Referring expression pointing data
*** Begin section ***
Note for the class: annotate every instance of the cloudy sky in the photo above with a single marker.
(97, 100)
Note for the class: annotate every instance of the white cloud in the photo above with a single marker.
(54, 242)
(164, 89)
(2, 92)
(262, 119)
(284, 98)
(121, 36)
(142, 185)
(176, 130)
*** End section ***
### To do
Repeat each line above exactly as it stands.

### Exercise answer
Note for the class: annotate every instance of the cloudy sky in the photo above with a single marker.
(97, 100)
Note for the class: annotate every instance of the white cloud in the photo above with a single marker.
(54, 242)
(164, 89)
(2, 92)
(262, 119)
(284, 98)
(121, 36)
(142, 185)
(176, 130)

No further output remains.